=== Begin Enclosure ===

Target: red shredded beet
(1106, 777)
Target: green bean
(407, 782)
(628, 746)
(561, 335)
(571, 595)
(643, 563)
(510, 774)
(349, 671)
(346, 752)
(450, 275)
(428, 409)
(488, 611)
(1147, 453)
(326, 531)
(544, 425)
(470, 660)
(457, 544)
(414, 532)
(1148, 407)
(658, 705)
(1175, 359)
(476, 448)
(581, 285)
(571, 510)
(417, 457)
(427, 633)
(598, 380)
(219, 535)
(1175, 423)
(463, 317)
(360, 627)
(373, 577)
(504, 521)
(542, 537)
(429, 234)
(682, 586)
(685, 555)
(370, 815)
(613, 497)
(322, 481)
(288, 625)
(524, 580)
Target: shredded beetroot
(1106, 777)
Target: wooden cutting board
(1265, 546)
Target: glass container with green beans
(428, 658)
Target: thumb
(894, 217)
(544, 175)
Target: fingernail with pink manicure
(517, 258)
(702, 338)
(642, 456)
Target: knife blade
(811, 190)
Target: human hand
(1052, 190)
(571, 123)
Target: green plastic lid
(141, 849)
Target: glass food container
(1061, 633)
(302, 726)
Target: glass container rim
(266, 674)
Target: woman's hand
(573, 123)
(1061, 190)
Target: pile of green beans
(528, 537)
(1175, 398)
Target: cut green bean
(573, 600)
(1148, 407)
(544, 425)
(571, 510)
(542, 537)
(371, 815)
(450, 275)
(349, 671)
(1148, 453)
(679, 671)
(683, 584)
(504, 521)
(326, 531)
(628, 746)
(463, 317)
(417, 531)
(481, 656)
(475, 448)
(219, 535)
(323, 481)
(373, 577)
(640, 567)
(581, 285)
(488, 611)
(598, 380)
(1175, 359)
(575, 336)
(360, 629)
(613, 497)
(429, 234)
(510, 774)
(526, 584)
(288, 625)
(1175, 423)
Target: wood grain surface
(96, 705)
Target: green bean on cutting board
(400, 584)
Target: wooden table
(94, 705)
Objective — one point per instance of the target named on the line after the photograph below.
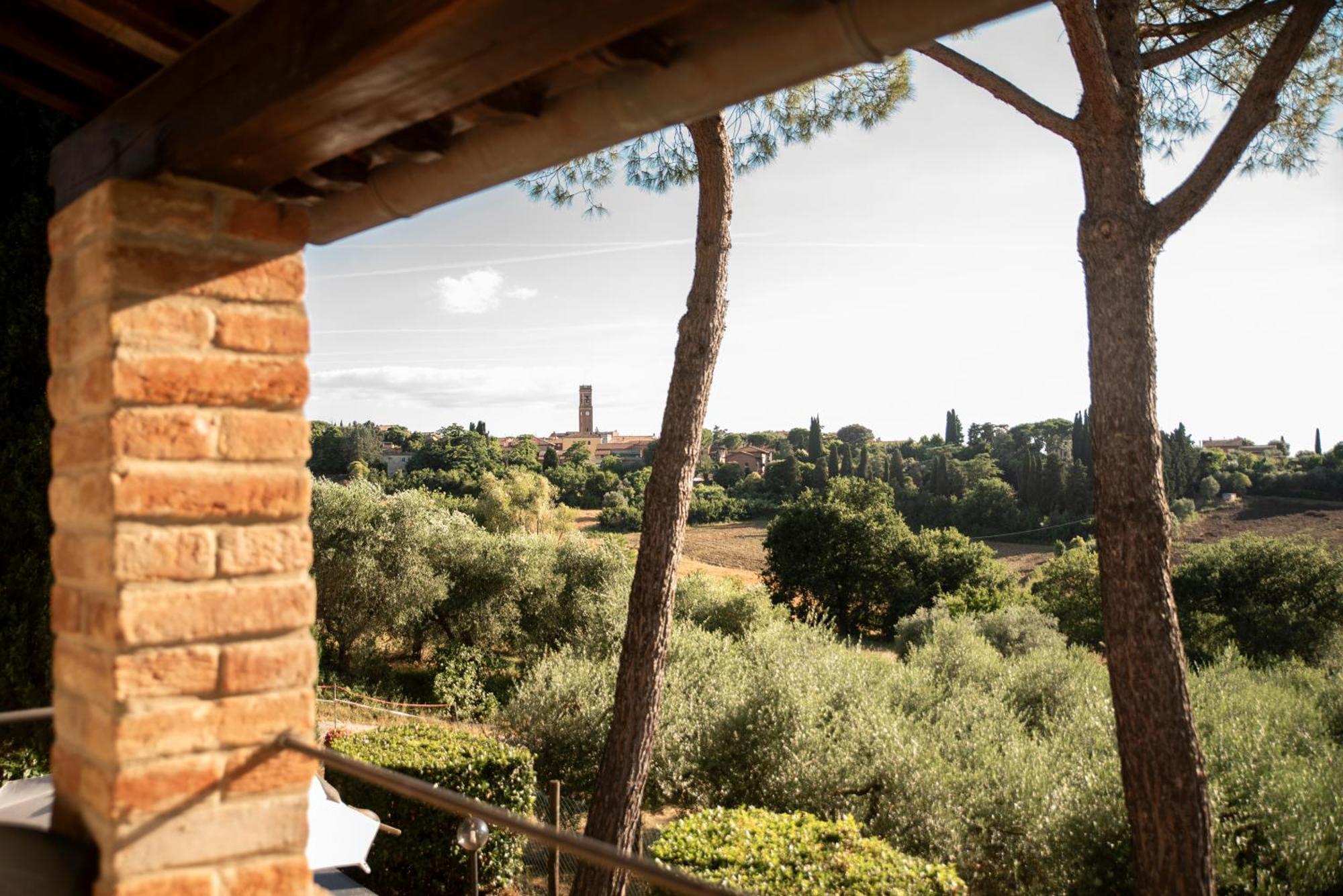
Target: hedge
(426, 859)
(768, 854)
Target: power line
(1028, 532)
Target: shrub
(460, 683)
(622, 518)
(996, 757)
(425, 859)
(725, 605)
(1271, 597)
(769, 854)
(714, 505)
(1068, 588)
(1184, 509)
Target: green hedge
(768, 854)
(426, 859)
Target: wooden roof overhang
(369, 110)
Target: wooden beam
(49, 87)
(89, 16)
(751, 48)
(69, 47)
(269, 94)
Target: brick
(80, 391)
(264, 435)
(81, 558)
(179, 671)
(210, 380)
(80, 336)
(280, 279)
(187, 883)
(288, 877)
(81, 501)
(148, 553)
(169, 322)
(269, 666)
(138, 207)
(212, 834)
(259, 221)
(162, 784)
(259, 718)
(81, 442)
(197, 491)
(68, 609)
(268, 770)
(160, 728)
(81, 668)
(155, 434)
(267, 329)
(246, 550)
(166, 615)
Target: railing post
(554, 889)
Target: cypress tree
(821, 475)
(896, 468)
(956, 435)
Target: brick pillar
(183, 603)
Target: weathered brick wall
(183, 603)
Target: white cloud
(447, 388)
(477, 291)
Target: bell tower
(586, 411)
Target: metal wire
(588, 850)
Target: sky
(876, 277)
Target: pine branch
(1256, 110)
(1003, 89)
(1208, 31)
(1087, 43)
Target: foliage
(757, 128)
(849, 556)
(25, 452)
(425, 859)
(371, 561)
(520, 501)
(1068, 588)
(1271, 597)
(714, 505)
(989, 745)
(460, 685)
(765, 852)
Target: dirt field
(738, 549)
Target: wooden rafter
(268, 95)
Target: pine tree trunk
(1118, 238)
(1161, 762)
(618, 797)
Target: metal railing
(588, 850)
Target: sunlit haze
(878, 277)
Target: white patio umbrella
(338, 836)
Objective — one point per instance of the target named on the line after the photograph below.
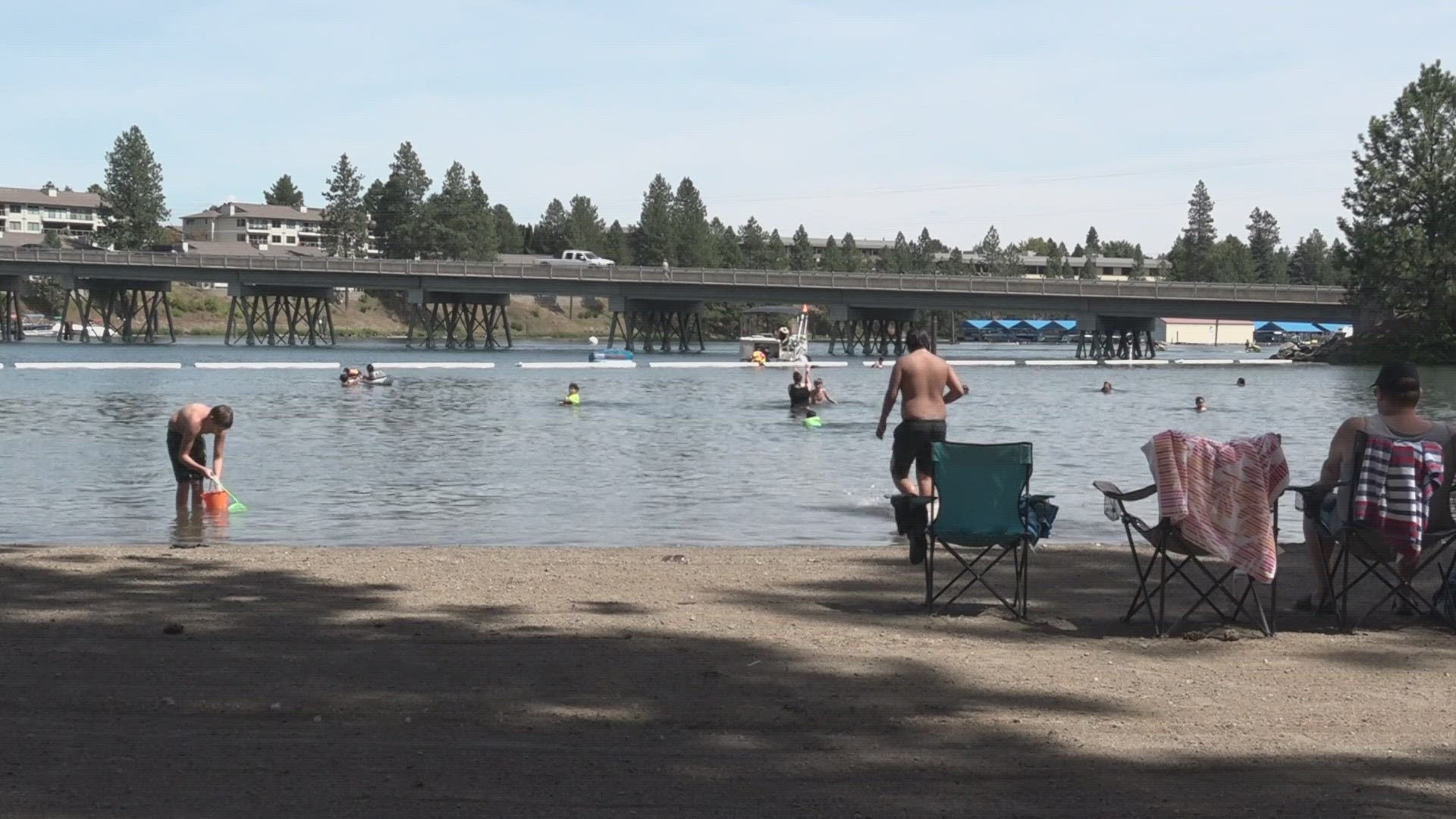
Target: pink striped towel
(1220, 494)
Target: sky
(1037, 117)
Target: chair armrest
(1112, 491)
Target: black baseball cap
(1398, 376)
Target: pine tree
(849, 251)
(484, 241)
(900, 259)
(755, 245)
(957, 264)
(775, 256)
(832, 260)
(284, 193)
(730, 253)
(653, 238)
(457, 222)
(1057, 265)
(1402, 228)
(693, 243)
(585, 231)
(400, 212)
(133, 205)
(551, 232)
(1264, 248)
(346, 222)
(617, 245)
(507, 234)
(801, 256)
(1139, 264)
(1312, 262)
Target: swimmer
(188, 450)
(573, 397)
(820, 395)
(799, 392)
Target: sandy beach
(692, 682)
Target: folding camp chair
(1174, 556)
(1354, 544)
(983, 493)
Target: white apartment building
(256, 224)
(27, 215)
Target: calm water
(651, 458)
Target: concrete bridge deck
(1075, 297)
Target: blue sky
(1038, 117)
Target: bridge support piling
(873, 331)
(1116, 340)
(657, 327)
(127, 311)
(11, 309)
(459, 321)
(280, 315)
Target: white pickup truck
(577, 259)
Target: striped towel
(1220, 494)
(1394, 491)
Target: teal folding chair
(983, 493)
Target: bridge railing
(918, 283)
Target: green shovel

=== End Enclosure ===

WHAT THE EXERCISE ASKS: Give an exact copy of the data, and omit any pictures it holds.

ANSWER BOX:
Target: red shredded beet
(1106, 777)
Target: green bean
(407, 782)
(628, 746)
(561, 335)
(571, 595)
(643, 563)
(510, 774)
(349, 671)
(346, 752)
(450, 275)
(428, 409)
(488, 611)
(1147, 453)
(326, 531)
(544, 425)
(470, 660)
(457, 544)
(414, 532)
(1148, 407)
(658, 705)
(1175, 359)
(476, 448)
(581, 285)
(571, 510)
(417, 457)
(427, 633)
(598, 380)
(219, 535)
(1175, 423)
(463, 317)
(360, 627)
(373, 577)
(504, 521)
(542, 537)
(429, 234)
(682, 586)
(685, 555)
(370, 815)
(613, 497)
(322, 481)
(288, 625)
(524, 580)
Target: shredded beetroot
(1106, 777)
Target: wooden cutting board
(1265, 546)
Target: glass container with green beans
(428, 658)
Target: thumb
(894, 217)
(544, 175)
Target: fingernail with pink manicure
(517, 258)
(702, 338)
(642, 456)
Target: knife blade
(811, 190)
Target: human hand
(1052, 190)
(571, 123)
Target: green plastic lid
(141, 849)
Target: glass food container
(1061, 633)
(302, 726)
Target: glass container rim
(266, 674)
Target: woman's hand
(573, 123)
(1061, 190)
Target: pile of green beans
(528, 537)
(1175, 398)
Target: cut green bean
(573, 600)
(1148, 407)
(544, 425)
(571, 510)
(542, 537)
(371, 815)
(450, 275)
(349, 671)
(1148, 453)
(679, 671)
(683, 584)
(504, 521)
(326, 531)
(628, 746)
(463, 317)
(417, 531)
(481, 656)
(475, 448)
(219, 535)
(323, 481)
(373, 577)
(640, 567)
(581, 285)
(488, 611)
(598, 380)
(1175, 359)
(575, 336)
(360, 629)
(613, 497)
(429, 234)
(510, 774)
(526, 584)
(288, 625)
(1175, 423)
Target: wood grain surface
(96, 705)
Target: green bean on cutting board
(400, 584)
Target: wooden table
(94, 705)
Objective — one point per instance of the target named on the line after the photograph below.
Target: hedge
(426, 859)
(768, 854)
Target: power line
(1028, 532)
Target: shrub
(460, 683)
(622, 518)
(996, 757)
(425, 859)
(725, 605)
(1271, 597)
(769, 854)
(714, 505)
(1068, 588)
(1184, 509)
Target: green hedge
(768, 854)
(426, 859)
Target: wooden roof overhang
(369, 110)
Target: wooden beam
(49, 87)
(89, 16)
(751, 48)
(69, 47)
(269, 94)
Target: brick
(80, 391)
(264, 435)
(81, 558)
(179, 671)
(210, 380)
(80, 336)
(280, 279)
(187, 883)
(288, 877)
(81, 501)
(148, 553)
(169, 322)
(269, 666)
(138, 207)
(212, 834)
(259, 221)
(162, 784)
(259, 718)
(81, 442)
(197, 491)
(68, 609)
(268, 770)
(160, 728)
(81, 668)
(155, 434)
(267, 329)
(246, 550)
(166, 615)
Target: railing post
(554, 889)
Target: cypress tree
(821, 475)
(896, 468)
(956, 435)
Target: brick pillar
(183, 603)
Target: weathered brick wall
(183, 603)
Target: white cloud
(447, 388)
(477, 291)
Target: bell tower
(586, 411)
Target: metal wire
(588, 850)
Target: sky
(876, 277)
Target: pine branch
(1256, 110)
(1003, 89)
(1208, 31)
(1087, 43)
Target: foliage
(757, 128)
(849, 556)
(25, 452)
(425, 859)
(371, 561)
(520, 501)
(1068, 588)
(1271, 597)
(714, 505)
(989, 745)
(460, 685)
(765, 852)
Target: dirt field
(738, 549)
Target: wooden rafter
(268, 95)
Target: pine tree trunk
(1118, 238)
(1161, 762)
(618, 797)
Target: metal railing
(588, 850)
Target: sunlit haze
(878, 277)
Target: white patio umbrella
(338, 836)
Objective — one point per instance of the target named on the line after the photograph below.
Target: pink striped towel
(1220, 494)
Target: sky
(1037, 117)
Target: chair armrest
(1112, 491)
Target: black baseball cap
(1398, 376)
Target: pine tree
(849, 251)
(484, 241)
(900, 259)
(755, 245)
(957, 264)
(775, 256)
(832, 260)
(284, 193)
(730, 253)
(653, 238)
(457, 222)
(1057, 265)
(1402, 228)
(693, 243)
(585, 231)
(400, 212)
(133, 205)
(551, 232)
(1264, 248)
(346, 222)
(617, 245)
(507, 234)
(801, 256)
(1139, 264)
(1312, 262)
Target: swimmer
(188, 450)
(573, 397)
(820, 395)
(799, 392)
Target: sandy beach
(692, 682)
Target: folding camp chair
(1174, 556)
(1354, 544)
(983, 493)
Target: white apartment building
(256, 224)
(27, 215)
Target: calm water
(651, 458)
Target: concrete bridge deck
(1075, 297)
Target: blue sky
(1038, 117)
Target: bridge support piling
(873, 331)
(1116, 340)
(657, 327)
(127, 311)
(11, 309)
(459, 321)
(280, 315)
Target: white pickup truck
(577, 259)
Target: striped towel
(1220, 494)
(1394, 491)
Target: teal folding chair
(983, 493)
Target: bridge railing
(918, 283)
Target: green shovel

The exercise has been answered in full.